━━━ RECORDS PROVIDED

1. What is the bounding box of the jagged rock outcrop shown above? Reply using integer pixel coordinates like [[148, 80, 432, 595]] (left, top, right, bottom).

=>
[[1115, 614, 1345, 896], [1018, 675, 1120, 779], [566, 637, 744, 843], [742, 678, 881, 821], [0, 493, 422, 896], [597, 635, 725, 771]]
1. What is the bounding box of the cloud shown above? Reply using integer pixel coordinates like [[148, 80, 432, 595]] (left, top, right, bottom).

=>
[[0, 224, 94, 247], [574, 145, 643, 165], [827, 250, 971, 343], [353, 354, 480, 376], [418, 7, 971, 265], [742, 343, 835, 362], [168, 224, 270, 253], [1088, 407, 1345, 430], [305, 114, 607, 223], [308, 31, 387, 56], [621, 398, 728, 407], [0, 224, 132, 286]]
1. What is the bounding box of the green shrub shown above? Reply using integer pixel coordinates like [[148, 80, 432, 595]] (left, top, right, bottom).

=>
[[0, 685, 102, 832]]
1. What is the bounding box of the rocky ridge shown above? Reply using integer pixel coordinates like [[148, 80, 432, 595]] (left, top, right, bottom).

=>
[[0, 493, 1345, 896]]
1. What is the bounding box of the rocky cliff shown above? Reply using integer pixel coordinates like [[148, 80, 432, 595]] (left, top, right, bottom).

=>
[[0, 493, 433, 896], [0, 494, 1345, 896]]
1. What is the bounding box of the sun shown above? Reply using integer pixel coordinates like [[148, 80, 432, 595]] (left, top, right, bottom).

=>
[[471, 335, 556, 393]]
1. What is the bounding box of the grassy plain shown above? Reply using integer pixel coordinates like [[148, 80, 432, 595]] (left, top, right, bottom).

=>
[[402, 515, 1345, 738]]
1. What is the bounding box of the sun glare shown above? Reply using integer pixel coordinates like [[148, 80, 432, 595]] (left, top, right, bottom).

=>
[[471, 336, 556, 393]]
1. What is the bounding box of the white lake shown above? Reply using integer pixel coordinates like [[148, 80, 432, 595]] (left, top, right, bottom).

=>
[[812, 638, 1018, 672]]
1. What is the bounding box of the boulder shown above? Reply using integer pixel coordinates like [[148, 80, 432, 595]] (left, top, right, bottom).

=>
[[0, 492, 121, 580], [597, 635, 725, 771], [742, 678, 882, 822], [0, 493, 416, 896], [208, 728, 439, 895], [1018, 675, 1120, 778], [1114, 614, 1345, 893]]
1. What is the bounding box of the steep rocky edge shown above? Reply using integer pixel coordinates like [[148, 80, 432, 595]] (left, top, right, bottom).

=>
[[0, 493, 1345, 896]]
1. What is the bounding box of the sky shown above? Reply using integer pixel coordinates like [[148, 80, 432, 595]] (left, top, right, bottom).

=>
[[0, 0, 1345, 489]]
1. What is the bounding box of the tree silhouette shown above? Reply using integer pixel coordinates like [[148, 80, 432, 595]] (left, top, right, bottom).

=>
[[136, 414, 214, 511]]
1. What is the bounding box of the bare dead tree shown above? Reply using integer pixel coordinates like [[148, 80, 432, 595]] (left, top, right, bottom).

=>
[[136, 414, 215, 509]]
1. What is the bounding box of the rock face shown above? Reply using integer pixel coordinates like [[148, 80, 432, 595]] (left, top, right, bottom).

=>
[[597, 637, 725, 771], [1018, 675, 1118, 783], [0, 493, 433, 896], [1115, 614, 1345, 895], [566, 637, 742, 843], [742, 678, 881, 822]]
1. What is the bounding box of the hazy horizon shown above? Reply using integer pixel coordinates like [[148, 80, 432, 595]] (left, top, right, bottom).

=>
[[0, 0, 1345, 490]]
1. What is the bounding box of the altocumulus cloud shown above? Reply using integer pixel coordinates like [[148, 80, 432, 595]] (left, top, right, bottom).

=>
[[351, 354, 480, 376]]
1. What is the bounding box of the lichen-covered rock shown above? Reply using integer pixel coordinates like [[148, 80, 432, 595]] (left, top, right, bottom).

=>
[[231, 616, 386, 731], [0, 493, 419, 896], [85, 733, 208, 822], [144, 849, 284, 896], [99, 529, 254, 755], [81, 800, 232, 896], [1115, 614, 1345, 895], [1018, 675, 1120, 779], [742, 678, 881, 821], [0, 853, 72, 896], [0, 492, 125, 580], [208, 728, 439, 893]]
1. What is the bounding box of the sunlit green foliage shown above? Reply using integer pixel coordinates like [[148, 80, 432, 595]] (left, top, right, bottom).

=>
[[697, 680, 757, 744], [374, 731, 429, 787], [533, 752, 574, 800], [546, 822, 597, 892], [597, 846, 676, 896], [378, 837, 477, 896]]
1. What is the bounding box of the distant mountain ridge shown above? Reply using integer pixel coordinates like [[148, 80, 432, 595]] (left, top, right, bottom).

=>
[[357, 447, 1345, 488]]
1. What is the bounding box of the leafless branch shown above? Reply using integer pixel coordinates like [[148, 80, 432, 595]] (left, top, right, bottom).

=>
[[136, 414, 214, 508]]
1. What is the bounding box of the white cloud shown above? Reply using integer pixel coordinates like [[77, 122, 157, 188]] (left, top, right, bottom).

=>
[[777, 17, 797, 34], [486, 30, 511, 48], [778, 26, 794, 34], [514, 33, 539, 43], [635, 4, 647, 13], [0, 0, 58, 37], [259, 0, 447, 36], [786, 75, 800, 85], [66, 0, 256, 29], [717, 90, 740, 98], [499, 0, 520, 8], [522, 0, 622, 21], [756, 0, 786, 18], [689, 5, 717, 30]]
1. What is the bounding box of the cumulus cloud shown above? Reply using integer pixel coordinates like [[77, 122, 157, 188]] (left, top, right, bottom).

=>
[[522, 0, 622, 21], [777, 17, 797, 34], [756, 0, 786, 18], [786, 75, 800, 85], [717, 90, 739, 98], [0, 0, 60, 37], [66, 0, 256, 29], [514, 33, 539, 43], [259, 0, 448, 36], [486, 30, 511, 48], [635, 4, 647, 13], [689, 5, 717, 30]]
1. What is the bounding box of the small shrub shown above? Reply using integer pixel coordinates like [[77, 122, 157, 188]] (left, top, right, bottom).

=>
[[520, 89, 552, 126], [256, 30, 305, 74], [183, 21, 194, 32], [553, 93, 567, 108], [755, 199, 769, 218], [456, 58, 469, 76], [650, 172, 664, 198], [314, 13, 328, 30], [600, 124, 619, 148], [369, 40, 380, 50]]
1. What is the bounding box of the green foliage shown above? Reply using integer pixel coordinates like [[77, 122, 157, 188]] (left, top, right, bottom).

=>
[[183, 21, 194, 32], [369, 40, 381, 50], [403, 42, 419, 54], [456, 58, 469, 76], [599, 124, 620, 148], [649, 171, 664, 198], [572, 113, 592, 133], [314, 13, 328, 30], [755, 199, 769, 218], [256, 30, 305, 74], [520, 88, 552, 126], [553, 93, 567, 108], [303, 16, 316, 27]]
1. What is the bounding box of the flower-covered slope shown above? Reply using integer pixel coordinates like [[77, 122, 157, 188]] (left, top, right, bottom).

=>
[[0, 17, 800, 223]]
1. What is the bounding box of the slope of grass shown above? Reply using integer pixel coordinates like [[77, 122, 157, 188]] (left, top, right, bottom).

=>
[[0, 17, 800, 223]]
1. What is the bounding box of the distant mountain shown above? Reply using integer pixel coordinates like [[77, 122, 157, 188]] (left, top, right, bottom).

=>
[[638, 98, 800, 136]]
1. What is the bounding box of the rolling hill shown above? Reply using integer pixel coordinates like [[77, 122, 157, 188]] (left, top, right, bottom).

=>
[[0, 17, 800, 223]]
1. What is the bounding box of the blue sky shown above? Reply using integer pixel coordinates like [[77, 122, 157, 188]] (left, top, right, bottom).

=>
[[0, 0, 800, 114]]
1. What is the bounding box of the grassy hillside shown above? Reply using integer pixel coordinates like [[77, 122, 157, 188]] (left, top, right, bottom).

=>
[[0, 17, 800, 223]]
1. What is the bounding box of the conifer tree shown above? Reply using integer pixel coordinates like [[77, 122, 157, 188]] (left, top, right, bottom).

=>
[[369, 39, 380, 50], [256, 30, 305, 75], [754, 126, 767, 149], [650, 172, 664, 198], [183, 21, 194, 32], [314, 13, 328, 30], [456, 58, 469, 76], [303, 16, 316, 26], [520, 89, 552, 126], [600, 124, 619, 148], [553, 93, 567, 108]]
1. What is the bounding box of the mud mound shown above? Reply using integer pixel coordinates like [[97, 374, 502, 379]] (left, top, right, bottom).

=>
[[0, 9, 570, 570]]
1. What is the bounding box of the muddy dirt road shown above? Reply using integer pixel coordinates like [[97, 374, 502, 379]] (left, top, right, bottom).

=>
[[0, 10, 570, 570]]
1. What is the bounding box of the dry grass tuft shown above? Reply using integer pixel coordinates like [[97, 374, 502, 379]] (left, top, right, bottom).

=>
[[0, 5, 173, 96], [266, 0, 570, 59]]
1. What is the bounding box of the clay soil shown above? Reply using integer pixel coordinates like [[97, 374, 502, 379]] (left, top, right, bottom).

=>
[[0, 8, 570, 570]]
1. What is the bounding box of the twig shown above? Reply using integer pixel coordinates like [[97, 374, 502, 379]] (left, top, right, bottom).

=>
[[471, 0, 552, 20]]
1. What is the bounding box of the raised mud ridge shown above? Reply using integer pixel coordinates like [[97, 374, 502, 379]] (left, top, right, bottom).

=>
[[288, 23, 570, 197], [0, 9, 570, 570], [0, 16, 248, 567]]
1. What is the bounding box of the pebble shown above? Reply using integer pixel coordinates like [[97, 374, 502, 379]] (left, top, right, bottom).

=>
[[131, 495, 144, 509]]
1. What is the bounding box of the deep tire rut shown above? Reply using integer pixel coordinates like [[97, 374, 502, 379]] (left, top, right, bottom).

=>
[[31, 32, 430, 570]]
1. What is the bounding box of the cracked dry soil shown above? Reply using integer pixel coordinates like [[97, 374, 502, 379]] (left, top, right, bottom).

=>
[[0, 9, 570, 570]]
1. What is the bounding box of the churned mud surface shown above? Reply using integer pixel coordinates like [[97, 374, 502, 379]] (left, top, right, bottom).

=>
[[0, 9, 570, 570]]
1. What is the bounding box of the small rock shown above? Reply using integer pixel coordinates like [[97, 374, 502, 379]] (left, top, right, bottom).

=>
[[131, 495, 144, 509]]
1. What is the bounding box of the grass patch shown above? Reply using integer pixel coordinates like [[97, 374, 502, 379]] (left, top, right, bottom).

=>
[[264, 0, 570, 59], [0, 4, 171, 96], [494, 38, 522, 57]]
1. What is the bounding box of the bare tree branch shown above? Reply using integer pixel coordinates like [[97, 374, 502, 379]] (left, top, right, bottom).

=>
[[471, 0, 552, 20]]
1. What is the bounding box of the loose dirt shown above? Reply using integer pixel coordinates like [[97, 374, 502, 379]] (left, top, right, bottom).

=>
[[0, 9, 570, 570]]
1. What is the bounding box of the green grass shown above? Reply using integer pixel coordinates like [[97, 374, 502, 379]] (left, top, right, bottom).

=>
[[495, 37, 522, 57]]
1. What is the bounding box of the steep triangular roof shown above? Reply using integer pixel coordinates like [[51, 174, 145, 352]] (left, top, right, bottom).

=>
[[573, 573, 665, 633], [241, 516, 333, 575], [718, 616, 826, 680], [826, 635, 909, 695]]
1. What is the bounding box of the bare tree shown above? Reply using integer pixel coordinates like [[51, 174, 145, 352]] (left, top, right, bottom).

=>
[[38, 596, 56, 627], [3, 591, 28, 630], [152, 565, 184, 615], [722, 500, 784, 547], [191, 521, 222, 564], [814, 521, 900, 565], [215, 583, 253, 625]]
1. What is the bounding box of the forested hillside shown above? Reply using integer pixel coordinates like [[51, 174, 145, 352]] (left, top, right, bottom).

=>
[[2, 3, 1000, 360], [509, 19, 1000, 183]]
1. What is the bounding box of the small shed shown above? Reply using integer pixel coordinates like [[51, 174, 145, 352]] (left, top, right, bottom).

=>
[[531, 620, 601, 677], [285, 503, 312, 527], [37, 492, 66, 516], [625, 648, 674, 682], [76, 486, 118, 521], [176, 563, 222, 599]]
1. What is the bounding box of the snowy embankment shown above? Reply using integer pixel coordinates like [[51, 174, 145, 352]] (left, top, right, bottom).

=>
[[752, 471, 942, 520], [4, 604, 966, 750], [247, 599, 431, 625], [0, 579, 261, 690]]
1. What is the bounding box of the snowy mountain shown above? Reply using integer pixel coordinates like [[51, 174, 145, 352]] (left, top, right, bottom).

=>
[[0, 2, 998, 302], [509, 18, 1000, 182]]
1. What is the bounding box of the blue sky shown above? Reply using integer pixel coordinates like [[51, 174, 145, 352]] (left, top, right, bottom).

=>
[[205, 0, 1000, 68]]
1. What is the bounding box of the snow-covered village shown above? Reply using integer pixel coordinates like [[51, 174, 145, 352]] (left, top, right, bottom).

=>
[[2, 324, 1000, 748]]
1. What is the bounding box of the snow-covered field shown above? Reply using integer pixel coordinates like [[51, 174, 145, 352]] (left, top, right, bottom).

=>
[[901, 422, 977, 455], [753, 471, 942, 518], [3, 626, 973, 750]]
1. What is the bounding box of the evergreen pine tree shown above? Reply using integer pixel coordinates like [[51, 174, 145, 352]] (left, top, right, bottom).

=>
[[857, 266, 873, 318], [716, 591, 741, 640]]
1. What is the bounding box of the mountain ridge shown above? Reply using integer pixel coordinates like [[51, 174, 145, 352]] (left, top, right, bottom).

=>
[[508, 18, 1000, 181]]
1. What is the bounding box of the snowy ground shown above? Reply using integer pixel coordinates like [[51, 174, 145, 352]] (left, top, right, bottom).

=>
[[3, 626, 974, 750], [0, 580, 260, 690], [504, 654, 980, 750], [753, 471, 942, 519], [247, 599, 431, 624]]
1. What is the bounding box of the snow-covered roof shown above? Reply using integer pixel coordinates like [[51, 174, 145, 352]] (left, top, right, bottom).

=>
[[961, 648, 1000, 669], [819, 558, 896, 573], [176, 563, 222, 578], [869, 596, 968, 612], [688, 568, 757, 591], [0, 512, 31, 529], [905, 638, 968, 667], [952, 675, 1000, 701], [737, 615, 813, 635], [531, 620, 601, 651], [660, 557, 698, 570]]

━━━━━━

WHAT YOU NEED TO DO - Starting at the line that has "1. What is the bounding box of the small shed" and ending after the line that has "563, 222, 599]]", rewrite those lines with "small shed" replaced by "wooden hut" and everything else left as is.

RIGHT ANSWER -
1. What is the bounding box of the wooden hut shown above? Reply using integer pixel coordinates like [[51, 174, 145, 352]] (left, top, right, bottom).

=>
[[531, 620, 601, 677], [285, 503, 312, 527], [37, 492, 66, 516], [625, 648, 674, 682], [76, 486, 118, 521], [176, 563, 222, 599]]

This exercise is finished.